## Stated problem
Reproduce the following material verbatim, preserving every line in its original order without alteration.
-- begin --
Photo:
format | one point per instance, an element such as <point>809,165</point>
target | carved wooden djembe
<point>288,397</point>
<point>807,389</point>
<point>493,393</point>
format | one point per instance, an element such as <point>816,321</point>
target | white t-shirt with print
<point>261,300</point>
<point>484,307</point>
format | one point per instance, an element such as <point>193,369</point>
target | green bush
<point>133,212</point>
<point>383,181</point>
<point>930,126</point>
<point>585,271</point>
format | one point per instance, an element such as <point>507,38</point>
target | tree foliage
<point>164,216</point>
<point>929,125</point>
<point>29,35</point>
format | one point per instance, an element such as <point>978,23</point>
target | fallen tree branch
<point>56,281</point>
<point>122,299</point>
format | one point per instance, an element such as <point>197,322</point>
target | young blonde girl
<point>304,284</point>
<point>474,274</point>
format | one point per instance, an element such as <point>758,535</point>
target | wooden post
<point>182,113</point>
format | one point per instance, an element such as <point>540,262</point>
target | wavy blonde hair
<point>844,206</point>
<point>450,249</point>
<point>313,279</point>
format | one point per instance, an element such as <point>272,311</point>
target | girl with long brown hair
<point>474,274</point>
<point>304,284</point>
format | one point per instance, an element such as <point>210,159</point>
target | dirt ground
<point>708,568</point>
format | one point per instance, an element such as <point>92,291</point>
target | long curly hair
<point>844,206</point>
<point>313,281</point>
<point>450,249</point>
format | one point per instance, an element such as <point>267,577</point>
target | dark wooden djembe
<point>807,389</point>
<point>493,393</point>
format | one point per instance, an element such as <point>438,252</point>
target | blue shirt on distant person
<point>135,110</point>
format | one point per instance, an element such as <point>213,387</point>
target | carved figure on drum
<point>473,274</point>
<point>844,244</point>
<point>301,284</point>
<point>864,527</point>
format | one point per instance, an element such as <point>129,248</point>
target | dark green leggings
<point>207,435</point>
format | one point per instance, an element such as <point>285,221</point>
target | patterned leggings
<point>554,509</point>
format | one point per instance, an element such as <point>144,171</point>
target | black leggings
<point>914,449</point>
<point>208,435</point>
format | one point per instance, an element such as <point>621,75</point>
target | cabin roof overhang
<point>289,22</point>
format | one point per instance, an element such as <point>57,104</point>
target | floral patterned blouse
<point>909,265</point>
-- end --
## Full response
Photo:
format | one point per instance, an element such as <point>809,165</point>
target | carved wooden djembe
<point>288,397</point>
<point>807,389</point>
<point>493,393</point>
format | one point per instance, an element such as <point>816,321</point>
target | white t-shirt with print
<point>261,300</point>
<point>484,307</point>
format | one point per instance, an element such as <point>193,369</point>
target | green bush
<point>133,212</point>
<point>383,181</point>
<point>930,126</point>
<point>585,271</point>
format | one point per instance, an element such as <point>507,38</point>
target | tree foliage
<point>164,216</point>
<point>929,125</point>
<point>29,35</point>
format | one point per instance, an element such as <point>978,23</point>
target | fallen tree branch
<point>56,281</point>
<point>122,299</point>
format | one point per instance, an element such as <point>197,322</point>
target | young blonde girl
<point>304,284</point>
<point>474,274</point>
format | one point per instance, an element such as <point>758,535</point>
target | wooden post
<point>182,113</point>
format | one point per instance, an element such as <point>540,262</point>
target | wavy blonde hair
<point>844,206</point>
<point>450,249</point>
<point>313,279</point>
format | one point per instance, an element such as <point>272,311</point>
target | girl with long brown hair
<point>474,274</point>
<point>304,284</point>
format | one point per instance, an element such as <point>210,159</point>
target | dirt ground
<point>708,568</point>
format | one point per instance, an element such as <point>92,291</point>
target | long curly hair
<point>844,206</point>
<point>313,281</point>
<point>450,249</point>
format | one point per instance, an element such as <point>267,577</point>
target | dark wooden djembe
<point>807,389</point>
<point>493,393</point>
format | one point per instance, an element such as <point>438,252</point>
target | blue shirt on distant person
<point>135,110</point>
format | one point per instance, an element such as <point>213,387</point>
target | carved figure on drum
<point>473,274</point>
<point>844,244</point>
<point>301,284</point>
<point>864,527</point>
format | one point per instance, an element such as <point>129,248</point>
target | dark green leggings
<point>207,435</point>
format | one point per instance, an element such as <point>285,221</point>
target | patterned leggings
<point>554,509</point>
format | one point per instance, an element such as <point>144,171</point>
target | black leggings
<point>914,449</point>
<point>208,435</point>
format | one point per instance, an element such as <point>621,75</point>
target | cabin roof overhang
<point>289,22</point>
format | one point per instance, an element such as <point>57,104</point>
target | floral patterned blouse
<point>909,265</point>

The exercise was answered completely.